**Problem 1:**
Reproduce the letter to the editor below word for word.

**Document text:**
Categorised | Letters to the Editor

Against FHM and Red FM ‘s sexualisation of women



RECENTLY, Red FM conducted a video interview for FHM ‘s Girls Next Door competition. The video was, in my opinion, sexist and explicitly derogatory towards women. I have tried contacting both the radio station and the magazine but to no avail. I left comments on their YouTube and Facebook accounts, and even tried emailing the radio station. My comments have been deleted, and my emails to Red FM have bounced. FHM has also banned me from their Facebook page. Neither party seems interested in acknowledging or responding to my complaints.

I understand FHM ‘s image as a plastic softcore porn magazine, but it should not be the prerogative of a public radio station like Red FM to sexualise women in this manner. It’s no wonder that women’s rights in Malaysia are in such a state. The following is the email that I tried sending to Red FM.

Dear Red FM,

I am writing to you with regard to your FHM Girl Next Door interview, which was uploaded on Youtube. I had left a comment as “starranise”, but since I did not receive a response and my comment has been deleted, I am making it a point to email you to make sure that my message comes across clearly.

**Supplied records:**
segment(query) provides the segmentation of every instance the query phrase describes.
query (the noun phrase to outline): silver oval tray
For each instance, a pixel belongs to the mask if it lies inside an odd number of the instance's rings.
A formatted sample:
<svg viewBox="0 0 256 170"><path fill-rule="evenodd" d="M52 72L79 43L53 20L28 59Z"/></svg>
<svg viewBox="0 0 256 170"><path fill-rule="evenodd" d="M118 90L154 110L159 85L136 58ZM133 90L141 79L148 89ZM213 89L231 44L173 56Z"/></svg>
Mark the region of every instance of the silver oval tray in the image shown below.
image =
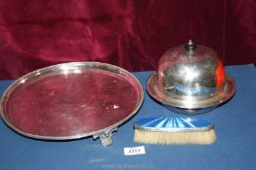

**Problem 2:**
Transcribe every line of the records above verbatim, leaving out the pictures.

**Correct output 1:**
Categorised | Letters to the Editor

Against FHM and Red FM ‘s sexualisation of women



RECENTLY, Red FM conducted a video interview for FHM ‘s Girls Next Door competition. The video was, in my opinion, sexist and explicitly derogatory towards women. I have tried contacting both the radio station and the magazine but to no avail. I left comments on their YouTube and Facebook accounts, and even tried emailing the radio station. My comments have been deleted, and my emails to Red FM have bounced. FHM has also banned me from their Facebook page. Neither party seems interested in acknowledging or responding to my complaints.

I understand FHM ‘s image as a plastic softcore porn magazine, but it should not be the prerogative of a public radio station like Red FM to sexualise women in this manner. It’s no wonder that women’s rights in Malaysia are in such a state. The following is the email that I tried sending to Red FM.

Dear Red FM,

I am writing to you with regard to your FHM Girl Next Door interview, which was uploaded on Youtube. I had left a comment as “starranise”, but since I did not receive a response and my comment has been deleted, I am making it a point to email you to make sure that my message comes across clearly.

**Correct output 2:**
segment(query) provides the segmentation of every instance the query phrase describes.
query (the noun phrase to outline): silver oval tray
For each instance, a pixel belongs to the mask if it lies inside an odd number of the instance's rings.
A formatted sample:
<svg viewBox="0 0 256 170"><path fill-rule="evenodd" d="M52 72L79 43L53 20L28 59Z"/></svg>
<svg viewBox="0 0 256 170"><path fill-rule="evenodd" d="M118 90L154 110L159 85L136 58ZM133 90L141 79L148 89ZM213 89L231 44L173 56Z"/></svg>
Mark the region of every instance of the silver oval tray in the image shown below.
image =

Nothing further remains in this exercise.